◆ **GIVEN DATA**
——
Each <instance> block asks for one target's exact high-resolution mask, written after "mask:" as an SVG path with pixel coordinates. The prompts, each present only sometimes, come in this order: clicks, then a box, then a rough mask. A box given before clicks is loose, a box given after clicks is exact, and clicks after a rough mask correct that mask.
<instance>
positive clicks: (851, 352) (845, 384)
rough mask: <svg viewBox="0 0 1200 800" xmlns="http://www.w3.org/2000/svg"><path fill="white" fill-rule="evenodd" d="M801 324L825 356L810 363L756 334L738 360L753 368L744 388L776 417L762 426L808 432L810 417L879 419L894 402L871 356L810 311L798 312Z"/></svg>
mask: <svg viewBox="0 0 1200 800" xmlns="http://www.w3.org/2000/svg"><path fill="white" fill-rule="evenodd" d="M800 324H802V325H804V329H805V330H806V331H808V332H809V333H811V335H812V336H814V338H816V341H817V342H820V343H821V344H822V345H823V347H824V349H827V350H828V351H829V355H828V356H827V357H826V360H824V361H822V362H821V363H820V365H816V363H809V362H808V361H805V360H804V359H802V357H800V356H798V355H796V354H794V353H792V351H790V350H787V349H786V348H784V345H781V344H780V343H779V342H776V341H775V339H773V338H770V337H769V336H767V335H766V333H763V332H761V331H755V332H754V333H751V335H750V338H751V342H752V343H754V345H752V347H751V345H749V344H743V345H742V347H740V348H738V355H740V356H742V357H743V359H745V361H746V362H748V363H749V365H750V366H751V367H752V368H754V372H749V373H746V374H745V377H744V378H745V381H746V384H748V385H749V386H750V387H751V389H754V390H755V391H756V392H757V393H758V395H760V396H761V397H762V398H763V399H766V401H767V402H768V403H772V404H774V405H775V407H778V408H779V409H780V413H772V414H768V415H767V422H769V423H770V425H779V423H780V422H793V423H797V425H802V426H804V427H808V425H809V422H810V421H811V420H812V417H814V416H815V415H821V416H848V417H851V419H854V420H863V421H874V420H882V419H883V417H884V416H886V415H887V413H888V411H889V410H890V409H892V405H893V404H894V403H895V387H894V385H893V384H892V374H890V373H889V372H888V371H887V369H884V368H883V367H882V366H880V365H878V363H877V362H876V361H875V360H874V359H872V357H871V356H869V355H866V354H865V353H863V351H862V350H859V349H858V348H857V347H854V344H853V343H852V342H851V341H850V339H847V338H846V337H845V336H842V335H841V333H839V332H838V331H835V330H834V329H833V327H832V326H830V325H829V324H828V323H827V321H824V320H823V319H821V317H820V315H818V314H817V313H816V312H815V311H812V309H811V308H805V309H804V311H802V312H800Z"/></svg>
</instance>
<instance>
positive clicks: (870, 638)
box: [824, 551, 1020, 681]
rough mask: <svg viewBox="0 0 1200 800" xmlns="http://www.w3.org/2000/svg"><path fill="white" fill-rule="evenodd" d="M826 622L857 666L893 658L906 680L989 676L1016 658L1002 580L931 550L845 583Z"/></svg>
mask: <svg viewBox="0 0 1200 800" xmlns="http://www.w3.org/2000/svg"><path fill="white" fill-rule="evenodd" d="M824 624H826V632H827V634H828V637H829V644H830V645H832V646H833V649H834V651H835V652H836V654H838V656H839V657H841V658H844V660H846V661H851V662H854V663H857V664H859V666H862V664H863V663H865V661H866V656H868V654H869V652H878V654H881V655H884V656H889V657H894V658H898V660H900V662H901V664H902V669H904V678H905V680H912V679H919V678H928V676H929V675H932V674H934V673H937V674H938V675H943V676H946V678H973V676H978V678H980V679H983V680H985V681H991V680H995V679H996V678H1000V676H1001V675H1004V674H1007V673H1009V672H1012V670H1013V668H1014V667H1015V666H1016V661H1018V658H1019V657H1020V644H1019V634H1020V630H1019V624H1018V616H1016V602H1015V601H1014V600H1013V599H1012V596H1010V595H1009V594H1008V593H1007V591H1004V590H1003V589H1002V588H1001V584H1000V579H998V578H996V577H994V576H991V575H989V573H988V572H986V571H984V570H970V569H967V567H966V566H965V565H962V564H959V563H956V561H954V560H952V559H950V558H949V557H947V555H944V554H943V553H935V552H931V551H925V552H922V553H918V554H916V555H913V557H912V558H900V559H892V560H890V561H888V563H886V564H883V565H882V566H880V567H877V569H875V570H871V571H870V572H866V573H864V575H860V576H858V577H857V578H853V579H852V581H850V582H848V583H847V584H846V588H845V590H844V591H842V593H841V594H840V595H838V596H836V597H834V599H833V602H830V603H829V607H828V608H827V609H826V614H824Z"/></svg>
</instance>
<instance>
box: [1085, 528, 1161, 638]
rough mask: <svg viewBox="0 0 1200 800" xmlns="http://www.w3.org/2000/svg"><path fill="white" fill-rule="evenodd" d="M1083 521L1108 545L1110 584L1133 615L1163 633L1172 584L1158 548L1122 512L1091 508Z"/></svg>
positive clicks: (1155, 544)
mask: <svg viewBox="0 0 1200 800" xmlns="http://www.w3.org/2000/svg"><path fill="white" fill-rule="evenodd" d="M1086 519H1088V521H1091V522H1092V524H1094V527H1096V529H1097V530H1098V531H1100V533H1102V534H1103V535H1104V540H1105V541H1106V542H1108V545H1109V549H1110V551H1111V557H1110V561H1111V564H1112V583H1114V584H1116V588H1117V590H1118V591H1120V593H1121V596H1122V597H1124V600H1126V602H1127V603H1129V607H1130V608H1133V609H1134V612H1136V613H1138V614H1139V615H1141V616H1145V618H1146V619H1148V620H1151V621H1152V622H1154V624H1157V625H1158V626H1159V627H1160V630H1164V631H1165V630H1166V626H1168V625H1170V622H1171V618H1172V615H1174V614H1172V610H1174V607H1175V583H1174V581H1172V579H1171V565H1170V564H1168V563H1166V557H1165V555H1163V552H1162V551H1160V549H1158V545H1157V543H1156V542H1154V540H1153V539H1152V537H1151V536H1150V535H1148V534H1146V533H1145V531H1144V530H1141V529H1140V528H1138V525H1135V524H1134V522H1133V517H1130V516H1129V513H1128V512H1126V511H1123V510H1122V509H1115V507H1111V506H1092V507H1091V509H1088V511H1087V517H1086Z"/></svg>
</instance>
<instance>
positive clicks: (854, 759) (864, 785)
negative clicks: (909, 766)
——
◆ **EXERCISE PROMPT**
Convert every line from the start of the records through the line holding "positive clicks: (851, 352) (845, 384)", inclusive, into a JSON list of strings with one string per line, leaving out any blank lines.

◆ **ANSWER TO THIS EXERCISE**
[
  "Each <instance> block asks for one target's exact high-resolution mask, written after \"mask:\" as an SVG path with pixel coordinates. The prompts, each present only sometimes, come in this order: clicks, then a box, then a rough mask. A box given before clicks is loose, a box given after clicks is exact, and clicks after a rough mask correct that mask.",
  "<instance>",
  "positive clicks: (851, 352) (845, 384)"
]